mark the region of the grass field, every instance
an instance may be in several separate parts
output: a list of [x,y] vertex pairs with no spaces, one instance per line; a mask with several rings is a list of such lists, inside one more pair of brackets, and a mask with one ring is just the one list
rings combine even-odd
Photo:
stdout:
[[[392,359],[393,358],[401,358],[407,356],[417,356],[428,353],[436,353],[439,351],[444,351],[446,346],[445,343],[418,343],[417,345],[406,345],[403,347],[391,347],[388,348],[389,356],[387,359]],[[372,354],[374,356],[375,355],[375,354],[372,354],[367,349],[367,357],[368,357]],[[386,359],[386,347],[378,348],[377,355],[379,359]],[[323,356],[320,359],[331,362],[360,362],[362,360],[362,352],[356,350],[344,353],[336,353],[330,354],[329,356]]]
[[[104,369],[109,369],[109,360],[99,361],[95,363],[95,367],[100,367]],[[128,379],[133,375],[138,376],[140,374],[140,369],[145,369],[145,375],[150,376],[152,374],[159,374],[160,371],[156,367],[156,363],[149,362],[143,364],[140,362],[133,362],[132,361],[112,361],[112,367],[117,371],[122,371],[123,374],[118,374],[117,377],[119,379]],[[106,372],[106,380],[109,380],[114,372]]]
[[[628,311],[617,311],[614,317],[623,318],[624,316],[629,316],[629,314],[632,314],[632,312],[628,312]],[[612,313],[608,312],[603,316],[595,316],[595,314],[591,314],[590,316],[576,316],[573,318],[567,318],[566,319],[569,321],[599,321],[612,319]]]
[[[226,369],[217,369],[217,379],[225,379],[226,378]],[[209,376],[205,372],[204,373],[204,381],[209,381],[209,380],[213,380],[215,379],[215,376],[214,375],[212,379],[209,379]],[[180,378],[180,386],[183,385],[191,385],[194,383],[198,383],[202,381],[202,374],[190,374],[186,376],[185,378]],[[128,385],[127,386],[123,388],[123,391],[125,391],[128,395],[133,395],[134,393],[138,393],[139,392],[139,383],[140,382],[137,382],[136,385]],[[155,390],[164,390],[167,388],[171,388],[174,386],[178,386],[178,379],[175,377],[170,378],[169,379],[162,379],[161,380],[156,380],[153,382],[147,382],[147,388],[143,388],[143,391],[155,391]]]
____________________
**WHAT YOU SHOULD DO:**
Reproduce every line of each item above without alteration.

**WRITTEN RESPONSE:**
mark the region of the grass field, every instance
an instance may be in several separate parts
output: a list of [x,y] vertex pairs with no spaces, one instance per line; a mask with several rings is a list of such lists, inside one more pair of brackets, and a mask with one ring is just the one list
rings combine even-odd
Photo:
stdout:
[[[392,359],[393,358],[401,358],[407,356],[417,356],[428,353],[436,353],[439,351],[444,351],[446,346],[445,343],[418,343],[417,345],[406,345],[403,347],[391,347],[388,348],[389,356],[387,359]],[[372,354],[374,356],[375,355],[375,354],[372,354],[367,349],[367,357],[368,357]],[[386,359],[386,347],[378,348],[377,355],[379,359]],[[323,356],[320,359],[331,362],[360,362],[362,360],[362,352],[356,350],[344,353],[336,353],[330,354],[329,356]]]
[[[104,369],[109,369],[109,360],[99,361],[95,363],[95,367],[100,367]],[[128,379],[133,375],[138,376],[140,374],[140,369],[145,369],[145,375],[150,376],[152,374],[159,374],[160,371],[156,367],[156,363],[149,362],[143,364],[140,362],[133,362],[132,361],[112,361],[112,367],[117,371],[122,371],[123,374],[118,374],[117,377],[119,379]],[[106,372],[106,380],[109,380],[114,372]]]
[[[628,311],[617,311],[614,317],[623,318],[624,316],[629,316],[629,314],[632,314],[632,312],[628,312]],[[612,313],[608,312],[603,316],[595,316],[595,314],[591,314],[590,316],[576,316],[573,318],[567,318],[566,319],[569,321],[599,321],[612,319]]]
[[[226,369],[217,369],[217,379],[225,379],[226,378]],[[209,376],[205,372],[204,373],[204,381],[209,381],[209,380],[213,380],[215,379],[215,376],[214,375],[212,379],[209,379]],[[180,378],[180,386],[183,385],[191,385],[194,383],[198,383],[202,381],[202,374],[190,374],[186,376],[185,378]],[[128,385],[127,386],[123,388],[123,391],[125,391],[128,395],[133,395],[134,393],[138,393],[139,392],[139,383],[140,382],[137,382],[136,385]],[[155,390],[164,390],[167,388],[171,388],[174,386],[178,386],[178,379],[175,377],[170,378],[169,379],[162,379],[161,380],[156,380],[153,382],[147,382],[147,388],[143,388],[143,391],[155,391]]]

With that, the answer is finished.